EXERCISE AIM: Show each line of the data below that contains the word "roof", copying every such line in full.

(Dataset entries)
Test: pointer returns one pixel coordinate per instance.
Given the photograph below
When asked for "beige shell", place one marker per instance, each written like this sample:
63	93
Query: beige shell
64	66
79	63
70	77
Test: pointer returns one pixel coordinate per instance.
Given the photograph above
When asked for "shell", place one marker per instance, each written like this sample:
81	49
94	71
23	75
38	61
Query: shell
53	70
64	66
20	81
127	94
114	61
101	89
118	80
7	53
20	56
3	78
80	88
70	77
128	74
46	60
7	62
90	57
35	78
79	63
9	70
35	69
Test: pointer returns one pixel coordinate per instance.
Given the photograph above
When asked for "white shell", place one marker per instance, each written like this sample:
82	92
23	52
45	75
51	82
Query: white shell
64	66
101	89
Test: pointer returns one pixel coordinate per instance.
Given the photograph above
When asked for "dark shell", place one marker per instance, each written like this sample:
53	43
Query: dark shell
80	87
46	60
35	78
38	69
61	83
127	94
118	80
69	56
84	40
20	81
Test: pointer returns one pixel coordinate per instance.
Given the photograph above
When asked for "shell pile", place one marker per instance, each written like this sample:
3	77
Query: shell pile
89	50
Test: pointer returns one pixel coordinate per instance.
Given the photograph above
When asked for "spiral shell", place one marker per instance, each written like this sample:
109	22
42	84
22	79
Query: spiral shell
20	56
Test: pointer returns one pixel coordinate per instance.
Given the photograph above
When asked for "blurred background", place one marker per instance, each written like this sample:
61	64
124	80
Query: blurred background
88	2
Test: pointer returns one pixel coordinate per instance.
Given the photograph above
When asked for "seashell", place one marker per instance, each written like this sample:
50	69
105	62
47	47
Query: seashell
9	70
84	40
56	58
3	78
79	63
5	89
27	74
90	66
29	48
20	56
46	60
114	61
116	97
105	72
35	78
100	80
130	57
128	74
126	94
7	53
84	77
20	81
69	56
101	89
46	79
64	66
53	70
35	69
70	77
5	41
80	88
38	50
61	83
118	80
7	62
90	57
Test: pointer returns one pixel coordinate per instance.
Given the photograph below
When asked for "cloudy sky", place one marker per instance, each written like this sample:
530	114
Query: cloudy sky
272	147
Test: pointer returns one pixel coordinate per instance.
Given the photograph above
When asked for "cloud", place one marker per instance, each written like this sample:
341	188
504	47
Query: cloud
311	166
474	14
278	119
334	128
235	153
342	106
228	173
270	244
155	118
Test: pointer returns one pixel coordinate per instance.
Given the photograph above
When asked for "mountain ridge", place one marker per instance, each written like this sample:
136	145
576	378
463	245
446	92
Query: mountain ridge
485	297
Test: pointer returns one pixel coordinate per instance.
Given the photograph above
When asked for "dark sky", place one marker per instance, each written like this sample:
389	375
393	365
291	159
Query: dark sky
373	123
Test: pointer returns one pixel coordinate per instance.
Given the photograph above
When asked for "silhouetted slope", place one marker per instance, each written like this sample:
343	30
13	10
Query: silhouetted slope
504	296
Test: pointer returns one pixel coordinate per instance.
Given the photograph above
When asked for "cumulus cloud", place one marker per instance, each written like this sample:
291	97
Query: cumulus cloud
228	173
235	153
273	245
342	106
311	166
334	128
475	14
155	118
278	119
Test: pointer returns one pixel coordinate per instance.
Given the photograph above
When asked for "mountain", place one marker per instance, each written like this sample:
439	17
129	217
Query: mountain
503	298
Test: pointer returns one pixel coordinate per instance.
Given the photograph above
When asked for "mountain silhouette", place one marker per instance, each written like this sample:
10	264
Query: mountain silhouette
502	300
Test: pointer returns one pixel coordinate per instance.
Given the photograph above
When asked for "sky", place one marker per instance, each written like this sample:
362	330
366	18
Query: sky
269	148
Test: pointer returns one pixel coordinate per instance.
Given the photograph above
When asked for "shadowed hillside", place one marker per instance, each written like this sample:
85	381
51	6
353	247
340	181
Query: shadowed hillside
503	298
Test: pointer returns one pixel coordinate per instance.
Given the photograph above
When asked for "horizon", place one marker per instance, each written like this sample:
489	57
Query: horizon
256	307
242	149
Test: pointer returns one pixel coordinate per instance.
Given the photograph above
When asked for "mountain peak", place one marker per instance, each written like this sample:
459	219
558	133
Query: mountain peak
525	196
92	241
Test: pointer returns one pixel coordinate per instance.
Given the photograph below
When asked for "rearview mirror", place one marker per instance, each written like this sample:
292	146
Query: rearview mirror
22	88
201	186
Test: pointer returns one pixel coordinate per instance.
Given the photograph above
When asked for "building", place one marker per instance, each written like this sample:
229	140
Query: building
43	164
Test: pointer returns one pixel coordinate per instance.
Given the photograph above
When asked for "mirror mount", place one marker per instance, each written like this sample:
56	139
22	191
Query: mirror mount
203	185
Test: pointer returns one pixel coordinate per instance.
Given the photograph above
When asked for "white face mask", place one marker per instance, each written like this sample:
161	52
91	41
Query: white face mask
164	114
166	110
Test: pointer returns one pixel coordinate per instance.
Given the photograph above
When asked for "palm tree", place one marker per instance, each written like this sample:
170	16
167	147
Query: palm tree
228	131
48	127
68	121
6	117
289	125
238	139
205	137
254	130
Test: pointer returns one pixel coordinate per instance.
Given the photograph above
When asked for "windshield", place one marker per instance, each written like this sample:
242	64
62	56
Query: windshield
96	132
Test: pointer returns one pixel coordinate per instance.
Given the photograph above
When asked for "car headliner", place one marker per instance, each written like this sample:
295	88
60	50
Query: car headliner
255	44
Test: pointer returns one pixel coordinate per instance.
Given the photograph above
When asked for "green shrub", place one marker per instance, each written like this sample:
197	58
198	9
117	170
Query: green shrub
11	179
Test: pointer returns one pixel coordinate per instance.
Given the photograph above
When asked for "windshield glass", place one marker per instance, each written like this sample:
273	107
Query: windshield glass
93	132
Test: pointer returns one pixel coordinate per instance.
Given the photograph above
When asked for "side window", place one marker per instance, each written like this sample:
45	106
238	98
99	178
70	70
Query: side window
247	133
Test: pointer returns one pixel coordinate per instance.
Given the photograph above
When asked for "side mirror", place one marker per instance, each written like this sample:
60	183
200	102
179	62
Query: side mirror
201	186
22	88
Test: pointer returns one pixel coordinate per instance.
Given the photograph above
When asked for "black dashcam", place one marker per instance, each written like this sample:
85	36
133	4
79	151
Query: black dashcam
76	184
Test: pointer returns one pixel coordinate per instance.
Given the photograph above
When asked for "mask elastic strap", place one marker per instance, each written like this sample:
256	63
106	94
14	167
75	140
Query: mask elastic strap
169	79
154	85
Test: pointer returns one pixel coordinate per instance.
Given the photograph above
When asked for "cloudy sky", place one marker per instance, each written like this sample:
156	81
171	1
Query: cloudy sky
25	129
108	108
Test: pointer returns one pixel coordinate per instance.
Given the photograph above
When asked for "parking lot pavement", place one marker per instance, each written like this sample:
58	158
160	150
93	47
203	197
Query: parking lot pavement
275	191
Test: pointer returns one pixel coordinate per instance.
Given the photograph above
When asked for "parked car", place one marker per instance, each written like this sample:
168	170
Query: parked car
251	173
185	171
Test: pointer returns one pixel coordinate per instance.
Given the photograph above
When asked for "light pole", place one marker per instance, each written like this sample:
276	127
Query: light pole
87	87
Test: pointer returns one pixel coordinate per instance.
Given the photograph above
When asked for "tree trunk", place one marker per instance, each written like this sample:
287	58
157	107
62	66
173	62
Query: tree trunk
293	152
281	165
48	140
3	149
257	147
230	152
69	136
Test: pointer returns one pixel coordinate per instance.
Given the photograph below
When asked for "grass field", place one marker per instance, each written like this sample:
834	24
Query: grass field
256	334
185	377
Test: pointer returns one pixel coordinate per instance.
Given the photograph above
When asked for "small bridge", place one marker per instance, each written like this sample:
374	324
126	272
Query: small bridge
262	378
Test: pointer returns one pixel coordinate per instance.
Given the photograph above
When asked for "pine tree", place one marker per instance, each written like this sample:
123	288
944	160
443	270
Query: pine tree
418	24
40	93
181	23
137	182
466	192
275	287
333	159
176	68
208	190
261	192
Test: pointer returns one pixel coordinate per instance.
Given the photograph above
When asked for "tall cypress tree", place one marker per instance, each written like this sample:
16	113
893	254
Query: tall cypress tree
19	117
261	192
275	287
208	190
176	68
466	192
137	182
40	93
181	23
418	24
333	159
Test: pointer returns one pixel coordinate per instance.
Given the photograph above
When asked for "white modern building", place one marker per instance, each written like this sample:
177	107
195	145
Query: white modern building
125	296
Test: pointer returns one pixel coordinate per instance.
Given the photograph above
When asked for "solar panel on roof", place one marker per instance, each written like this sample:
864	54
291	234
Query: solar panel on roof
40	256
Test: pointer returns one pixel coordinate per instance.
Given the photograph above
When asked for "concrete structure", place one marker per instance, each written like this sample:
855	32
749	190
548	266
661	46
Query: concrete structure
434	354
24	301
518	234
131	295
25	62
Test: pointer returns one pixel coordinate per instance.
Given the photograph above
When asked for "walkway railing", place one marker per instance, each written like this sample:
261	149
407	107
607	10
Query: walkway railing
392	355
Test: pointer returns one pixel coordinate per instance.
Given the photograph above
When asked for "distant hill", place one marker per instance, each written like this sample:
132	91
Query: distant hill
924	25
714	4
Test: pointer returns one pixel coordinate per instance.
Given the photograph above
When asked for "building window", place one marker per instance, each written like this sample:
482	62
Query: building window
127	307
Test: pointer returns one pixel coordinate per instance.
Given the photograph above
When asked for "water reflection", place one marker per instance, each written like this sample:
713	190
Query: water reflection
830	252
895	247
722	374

WRITTEN RESPONSE:
When asked for "solar panel on roof", place one marker per instance, each written like this sample:
Query: solar panel on roof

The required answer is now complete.